*** Opening of Data provided ***

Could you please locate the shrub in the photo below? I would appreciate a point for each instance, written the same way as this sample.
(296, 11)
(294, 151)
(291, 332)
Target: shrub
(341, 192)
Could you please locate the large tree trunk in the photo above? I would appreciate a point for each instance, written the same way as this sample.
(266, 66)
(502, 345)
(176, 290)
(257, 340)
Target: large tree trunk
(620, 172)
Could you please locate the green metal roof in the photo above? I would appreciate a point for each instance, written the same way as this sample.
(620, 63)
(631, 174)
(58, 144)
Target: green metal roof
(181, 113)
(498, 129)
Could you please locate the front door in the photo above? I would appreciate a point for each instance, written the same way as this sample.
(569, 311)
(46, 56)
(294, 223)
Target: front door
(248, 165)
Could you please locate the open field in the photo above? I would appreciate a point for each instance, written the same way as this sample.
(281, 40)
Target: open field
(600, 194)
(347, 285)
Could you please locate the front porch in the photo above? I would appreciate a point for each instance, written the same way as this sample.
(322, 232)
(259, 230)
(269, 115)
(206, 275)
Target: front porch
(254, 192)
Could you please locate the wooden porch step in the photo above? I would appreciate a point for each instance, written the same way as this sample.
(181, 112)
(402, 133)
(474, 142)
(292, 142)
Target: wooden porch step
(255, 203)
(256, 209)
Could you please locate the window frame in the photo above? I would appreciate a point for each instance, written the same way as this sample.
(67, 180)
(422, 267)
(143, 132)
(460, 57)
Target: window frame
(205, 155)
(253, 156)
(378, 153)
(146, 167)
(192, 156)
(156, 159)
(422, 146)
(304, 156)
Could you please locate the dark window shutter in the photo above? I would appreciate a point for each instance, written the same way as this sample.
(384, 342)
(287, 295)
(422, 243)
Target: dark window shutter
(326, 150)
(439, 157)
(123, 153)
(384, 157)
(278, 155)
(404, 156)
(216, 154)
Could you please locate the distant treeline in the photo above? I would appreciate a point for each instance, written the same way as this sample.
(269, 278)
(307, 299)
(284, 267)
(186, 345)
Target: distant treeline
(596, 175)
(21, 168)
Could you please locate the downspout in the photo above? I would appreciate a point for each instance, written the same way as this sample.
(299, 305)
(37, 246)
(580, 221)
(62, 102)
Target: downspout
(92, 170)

*** Close of Data provided ***

- _Work to complete_
Output every record above in full, exactly as it reads.

- _Response to this exercise_
Could you please locate the shrub in the photo below? I would appreciate a point for each instance, written the same way as this sample.
(296, 11)
(294, 151)
(291, 332)
Target: shrub
(341, 192)
Could you please locate the large tree trunk in the photo above? I would appreciate a point for each instance, written the same way as this sample.
(266, 66)
(502, 345)
(176, 290)
(257, 340)
Target: large tree trunk
(620, 172)
Could you please locate the green metal roof in the photo above? I would appreciate a point for each instance, written the same way as this sample.
(620, 63)
(631, 174)
(58, 144)
Target: green metal roof
(181, 113)
(498, 129)
Could you please locate the front door in the photo above? I would appreciate a point for each instance, written the same way as this sample.
(569, 311)
(46, 56)
(294, 223)
Target: front door
(248, 165)
Could you please locate the open field in the photo above? I would appreciate a point for each instance, written the same way as this sample.
(281, 40)
Target: open field
(600, 194)
(347, 285)
Could you please locate the front porch in the photo above? I would appreciate a point for each instance, written the same way as this sample.
(322, 232)
(259, 230)
(269, 115)
(206, 275)
Target: front porch
(254, 192)
Could you please locate the wooden porch step in the photo above? I would appreciate a point for each instance, written the same way as this sample.
(181, 112)
(402, 133)
(474, 142)
(292, 142)
Target: wooden porch step
(255, 203)
(256, 209)
Could you please locate the window frame in the photo above? I would appreciate a point for each instance, written the same way as this sample.
(67, 180)
(422, 267)
(143, 132)
(460, 57)
Target: window frame
(205, 155)
(253, 156)
(378, 153)
(146, 167)
(192, 156)
(156, 159)
(422, 146)
(304, 156)
Could you please locate the dark window shutter in the photo above? I would appreciate a point for each instance, written the same way as this sample.
(384, 342)
(287, 295)
(422, 243)
Target: dark window shutter
(326, 150)
(439, 157)
(123, 153)
(384, 157)
(278, 155)
(404, 156)
(216, 154)
Could you please locate the distant treeline in the photo above? I would appreciate a point for each instance, written the same way as this sample.
(269, 278)
(307, 299)
(284, 267)
(186, 345)
Target: distant treeline
(596, 175)
(21, 168)
Could you please locate the downspout in the photo above? I would appreciate a point for each instance, written the same way as this sample.
(299, 305)
(37, 246)
(580, 221)
(62, 102)
Target: downspout
(92, 170)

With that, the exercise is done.